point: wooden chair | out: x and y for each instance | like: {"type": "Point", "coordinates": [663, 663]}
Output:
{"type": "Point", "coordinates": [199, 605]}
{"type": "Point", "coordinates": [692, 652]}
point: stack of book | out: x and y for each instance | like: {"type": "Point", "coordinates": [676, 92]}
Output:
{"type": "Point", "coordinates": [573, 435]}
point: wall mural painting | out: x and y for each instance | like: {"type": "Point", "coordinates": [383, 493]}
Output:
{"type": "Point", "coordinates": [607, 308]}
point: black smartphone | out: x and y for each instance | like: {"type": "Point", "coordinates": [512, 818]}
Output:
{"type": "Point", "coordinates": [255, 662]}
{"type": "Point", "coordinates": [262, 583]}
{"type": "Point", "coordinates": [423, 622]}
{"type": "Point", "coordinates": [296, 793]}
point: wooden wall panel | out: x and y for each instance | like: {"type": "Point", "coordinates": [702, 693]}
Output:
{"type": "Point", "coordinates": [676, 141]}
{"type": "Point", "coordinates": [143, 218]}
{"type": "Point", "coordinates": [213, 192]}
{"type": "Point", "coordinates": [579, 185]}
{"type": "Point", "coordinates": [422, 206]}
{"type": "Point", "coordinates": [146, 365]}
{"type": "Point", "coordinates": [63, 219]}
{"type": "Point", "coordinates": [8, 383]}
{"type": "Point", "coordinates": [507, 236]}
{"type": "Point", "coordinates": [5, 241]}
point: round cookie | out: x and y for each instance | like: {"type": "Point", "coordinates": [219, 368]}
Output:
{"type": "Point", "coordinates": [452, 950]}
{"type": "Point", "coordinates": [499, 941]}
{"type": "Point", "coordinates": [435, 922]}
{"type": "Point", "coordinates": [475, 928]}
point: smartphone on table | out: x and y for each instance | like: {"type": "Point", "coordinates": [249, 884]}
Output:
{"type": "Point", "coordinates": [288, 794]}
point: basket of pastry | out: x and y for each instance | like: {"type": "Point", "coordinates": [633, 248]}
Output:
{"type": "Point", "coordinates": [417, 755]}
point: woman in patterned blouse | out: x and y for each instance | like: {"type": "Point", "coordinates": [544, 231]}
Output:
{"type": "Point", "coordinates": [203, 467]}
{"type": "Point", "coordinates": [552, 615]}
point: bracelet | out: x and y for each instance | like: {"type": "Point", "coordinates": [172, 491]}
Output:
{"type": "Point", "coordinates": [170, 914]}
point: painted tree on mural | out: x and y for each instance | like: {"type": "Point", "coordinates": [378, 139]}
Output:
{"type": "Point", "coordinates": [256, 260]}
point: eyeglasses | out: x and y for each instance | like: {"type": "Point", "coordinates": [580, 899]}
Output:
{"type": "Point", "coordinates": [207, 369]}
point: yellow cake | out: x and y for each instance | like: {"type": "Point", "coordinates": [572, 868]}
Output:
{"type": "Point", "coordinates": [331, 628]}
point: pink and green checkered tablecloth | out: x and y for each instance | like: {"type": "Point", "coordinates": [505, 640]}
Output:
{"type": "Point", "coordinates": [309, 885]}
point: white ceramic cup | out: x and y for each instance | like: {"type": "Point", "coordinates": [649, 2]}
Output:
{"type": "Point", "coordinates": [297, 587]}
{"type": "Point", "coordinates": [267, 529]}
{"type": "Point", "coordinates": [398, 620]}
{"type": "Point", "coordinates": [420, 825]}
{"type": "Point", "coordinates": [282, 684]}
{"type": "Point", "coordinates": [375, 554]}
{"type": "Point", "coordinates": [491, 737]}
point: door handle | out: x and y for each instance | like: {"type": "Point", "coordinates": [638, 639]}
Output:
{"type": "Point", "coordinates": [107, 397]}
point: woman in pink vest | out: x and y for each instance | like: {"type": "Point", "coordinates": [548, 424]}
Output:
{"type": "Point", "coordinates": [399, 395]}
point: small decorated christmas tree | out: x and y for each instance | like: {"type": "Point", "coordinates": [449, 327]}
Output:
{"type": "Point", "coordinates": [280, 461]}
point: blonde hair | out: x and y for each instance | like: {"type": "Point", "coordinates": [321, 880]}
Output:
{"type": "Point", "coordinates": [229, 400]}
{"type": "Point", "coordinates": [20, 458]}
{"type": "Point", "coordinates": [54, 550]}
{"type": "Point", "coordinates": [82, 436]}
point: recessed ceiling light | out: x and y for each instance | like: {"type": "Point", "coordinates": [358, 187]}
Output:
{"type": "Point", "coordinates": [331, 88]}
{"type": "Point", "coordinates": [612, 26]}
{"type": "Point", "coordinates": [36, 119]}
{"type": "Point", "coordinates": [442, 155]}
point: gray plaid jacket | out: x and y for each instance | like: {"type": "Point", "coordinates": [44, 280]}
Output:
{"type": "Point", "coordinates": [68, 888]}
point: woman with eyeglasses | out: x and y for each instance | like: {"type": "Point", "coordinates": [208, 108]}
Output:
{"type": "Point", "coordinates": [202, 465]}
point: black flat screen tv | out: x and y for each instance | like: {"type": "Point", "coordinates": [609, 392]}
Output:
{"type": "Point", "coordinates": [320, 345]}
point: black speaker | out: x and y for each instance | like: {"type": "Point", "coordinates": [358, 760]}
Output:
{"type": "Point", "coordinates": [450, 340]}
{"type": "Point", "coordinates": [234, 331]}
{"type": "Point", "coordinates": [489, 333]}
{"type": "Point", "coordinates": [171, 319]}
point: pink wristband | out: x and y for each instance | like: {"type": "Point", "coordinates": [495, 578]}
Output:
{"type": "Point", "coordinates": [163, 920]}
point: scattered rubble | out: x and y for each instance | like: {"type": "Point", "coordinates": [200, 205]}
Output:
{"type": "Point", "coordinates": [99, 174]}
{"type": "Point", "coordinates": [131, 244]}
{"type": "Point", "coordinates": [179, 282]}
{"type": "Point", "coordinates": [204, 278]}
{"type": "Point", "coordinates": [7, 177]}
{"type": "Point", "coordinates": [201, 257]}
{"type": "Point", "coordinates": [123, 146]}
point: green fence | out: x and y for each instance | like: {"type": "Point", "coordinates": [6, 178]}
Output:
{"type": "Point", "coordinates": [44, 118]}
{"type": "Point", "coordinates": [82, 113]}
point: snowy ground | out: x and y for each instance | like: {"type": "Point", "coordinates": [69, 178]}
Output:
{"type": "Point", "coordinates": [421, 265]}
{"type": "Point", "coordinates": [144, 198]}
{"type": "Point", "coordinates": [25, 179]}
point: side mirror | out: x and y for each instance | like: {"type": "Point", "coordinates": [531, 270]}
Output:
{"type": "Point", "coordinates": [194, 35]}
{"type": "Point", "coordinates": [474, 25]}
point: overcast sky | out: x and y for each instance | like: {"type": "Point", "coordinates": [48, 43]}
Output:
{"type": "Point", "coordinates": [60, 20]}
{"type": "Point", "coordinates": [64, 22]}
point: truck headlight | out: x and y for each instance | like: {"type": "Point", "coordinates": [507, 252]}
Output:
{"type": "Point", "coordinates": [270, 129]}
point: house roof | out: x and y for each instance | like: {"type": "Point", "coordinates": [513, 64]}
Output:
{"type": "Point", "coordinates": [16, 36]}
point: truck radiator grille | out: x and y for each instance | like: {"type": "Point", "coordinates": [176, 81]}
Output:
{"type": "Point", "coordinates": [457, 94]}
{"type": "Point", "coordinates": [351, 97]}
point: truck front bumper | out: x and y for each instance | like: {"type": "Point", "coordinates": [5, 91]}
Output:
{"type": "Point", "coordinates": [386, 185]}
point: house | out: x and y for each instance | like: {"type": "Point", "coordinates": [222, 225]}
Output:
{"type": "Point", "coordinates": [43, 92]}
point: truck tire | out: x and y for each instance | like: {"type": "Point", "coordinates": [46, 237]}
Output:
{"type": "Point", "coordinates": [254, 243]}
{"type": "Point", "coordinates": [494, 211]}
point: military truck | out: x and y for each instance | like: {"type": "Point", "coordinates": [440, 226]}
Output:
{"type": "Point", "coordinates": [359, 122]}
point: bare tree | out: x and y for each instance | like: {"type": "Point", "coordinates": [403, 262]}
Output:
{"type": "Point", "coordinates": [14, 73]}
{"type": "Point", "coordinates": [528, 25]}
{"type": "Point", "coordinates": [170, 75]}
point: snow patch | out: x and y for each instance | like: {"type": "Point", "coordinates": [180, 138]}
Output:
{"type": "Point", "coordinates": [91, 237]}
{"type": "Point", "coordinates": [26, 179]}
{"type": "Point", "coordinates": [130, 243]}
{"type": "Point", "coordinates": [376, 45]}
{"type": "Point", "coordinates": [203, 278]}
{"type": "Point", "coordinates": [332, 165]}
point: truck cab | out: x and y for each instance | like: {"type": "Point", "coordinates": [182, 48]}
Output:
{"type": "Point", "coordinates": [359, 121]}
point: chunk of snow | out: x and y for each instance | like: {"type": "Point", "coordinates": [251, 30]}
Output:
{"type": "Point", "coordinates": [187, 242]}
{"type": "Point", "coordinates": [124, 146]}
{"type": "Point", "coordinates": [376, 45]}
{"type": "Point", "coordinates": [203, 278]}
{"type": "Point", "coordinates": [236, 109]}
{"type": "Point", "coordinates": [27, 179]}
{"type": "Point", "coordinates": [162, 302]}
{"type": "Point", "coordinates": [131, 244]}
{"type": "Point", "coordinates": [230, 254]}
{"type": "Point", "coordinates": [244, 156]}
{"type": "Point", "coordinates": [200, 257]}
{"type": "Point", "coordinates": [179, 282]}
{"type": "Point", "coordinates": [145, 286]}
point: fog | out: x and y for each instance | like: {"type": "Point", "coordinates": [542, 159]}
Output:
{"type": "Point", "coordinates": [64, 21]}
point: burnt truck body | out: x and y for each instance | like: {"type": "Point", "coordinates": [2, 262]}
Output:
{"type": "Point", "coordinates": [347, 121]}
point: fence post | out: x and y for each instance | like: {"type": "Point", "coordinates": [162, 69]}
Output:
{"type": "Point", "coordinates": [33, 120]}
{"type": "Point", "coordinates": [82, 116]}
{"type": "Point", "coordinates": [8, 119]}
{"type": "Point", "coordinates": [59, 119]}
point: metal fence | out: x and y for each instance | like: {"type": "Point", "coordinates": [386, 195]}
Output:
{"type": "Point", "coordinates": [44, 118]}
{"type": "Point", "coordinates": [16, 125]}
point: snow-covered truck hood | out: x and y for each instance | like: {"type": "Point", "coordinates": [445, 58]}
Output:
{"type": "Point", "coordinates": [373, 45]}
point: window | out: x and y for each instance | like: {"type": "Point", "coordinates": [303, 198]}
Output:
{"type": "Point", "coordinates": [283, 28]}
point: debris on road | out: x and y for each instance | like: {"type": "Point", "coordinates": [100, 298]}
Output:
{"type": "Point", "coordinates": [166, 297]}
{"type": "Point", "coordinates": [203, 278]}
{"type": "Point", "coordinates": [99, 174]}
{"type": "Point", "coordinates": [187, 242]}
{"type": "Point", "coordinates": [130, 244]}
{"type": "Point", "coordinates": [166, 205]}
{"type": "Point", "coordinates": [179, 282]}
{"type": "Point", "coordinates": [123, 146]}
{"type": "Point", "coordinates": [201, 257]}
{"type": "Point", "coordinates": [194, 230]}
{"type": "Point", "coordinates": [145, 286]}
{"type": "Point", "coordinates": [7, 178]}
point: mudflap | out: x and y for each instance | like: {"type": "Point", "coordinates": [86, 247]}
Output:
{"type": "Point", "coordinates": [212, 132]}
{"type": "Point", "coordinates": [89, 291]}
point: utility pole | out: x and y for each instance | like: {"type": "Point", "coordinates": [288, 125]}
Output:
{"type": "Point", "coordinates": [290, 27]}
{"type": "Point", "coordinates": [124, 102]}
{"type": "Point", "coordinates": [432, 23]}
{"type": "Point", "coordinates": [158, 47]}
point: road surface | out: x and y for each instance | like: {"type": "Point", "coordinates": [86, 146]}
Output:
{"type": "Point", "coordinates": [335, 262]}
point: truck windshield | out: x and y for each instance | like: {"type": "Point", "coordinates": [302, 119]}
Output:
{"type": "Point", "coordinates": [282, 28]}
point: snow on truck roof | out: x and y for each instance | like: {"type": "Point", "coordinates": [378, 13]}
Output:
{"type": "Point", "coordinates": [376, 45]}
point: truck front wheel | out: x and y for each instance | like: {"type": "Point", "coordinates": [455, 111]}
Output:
━━━━
*AIM OF THE TASK*. Reproduce the lines word for word, starting at the one holding "point: snow-covered truck" and ending at the final line of the material above.

*EXERCISE RESULT*.
point: snow-covered truck hood | out: x and y for each instance | like: {"type": "Point", "coordinates": [445, 58]}
Output:
{"type": "Point", "coordinates": [373, 45]}
point: window | out: x and y for each instance | like: {"type": "Point", "coordinates": [303, 198]}
Output:
{"type": "Point", "coordinates": [283, 28]}
point: debris on road | out: x and y for each instance | like: {"type": "Point", "coordinates": [100, 298]}
Output:
{"type": "Point", "coordinates": [166, 297]}
{"type": "Point", "coordinates": [203, 278]}
{"type": "Point", "coordinates": [99, 174]}
{"type": "Point", "coordinates": [187, 242]}
{"type": "Point", "coordinates": [130, 244]}
{"type": "Point", "coordinates": [166, 205]}
{"type": "Point", "coordinates": [179, 282]}
{"type": "Point", "coordinates": [123, 146]}
{"type": "Point", "coordinates": [201, 257]}
{"type": "Point", "coordinates": [194, 230]}
{"type": "Point", "coordinates": [145, 286]}
{"type": "Point", "coordinates": [7, 178]}
point: mudflap | out: x and y for each instance | like: {"type": "Point", "coordinates": [86, 247]}
Output:
{"type": "Point", "coordinates": [212, 132]}
{"type": "Point", "coordinates": [89, 291]}
point: utility pole | out: x and y for each instance | like: {"type": "Point", "coordinates": [288, 125]}
Output:
{"type": "Point", "coordinates": [290, 27]}
{"type": "Point", "coordinates": [124, 102]}
{"type": "Point", "coordinates": [432, 23]}
{"type": "Point", "coordinates": [158, 47]}
point: road surface | out: x and y for each instance | like: {"type": "Point", "coordinates": [86, 146]}
Output:
{"type": "Point", "coordinates": [335, 262]}
point: truck windshield | out: x and y for each instance | like: {"type": "Point", "coordinates": [302, 119]}
Output:
{"type": "Point", "coordinates": [282, 28]}
point: snow on truck roof | out: x and y for each instance | like: {"type": "Point", "coordinates": [378, 13]}
Output:
{"type": "Point", "coordinates": [376, 45]}
point: truck front wheel | out: x and y for each instance | like: {"type": "Point", "coordinates": [455, 111]}
Output:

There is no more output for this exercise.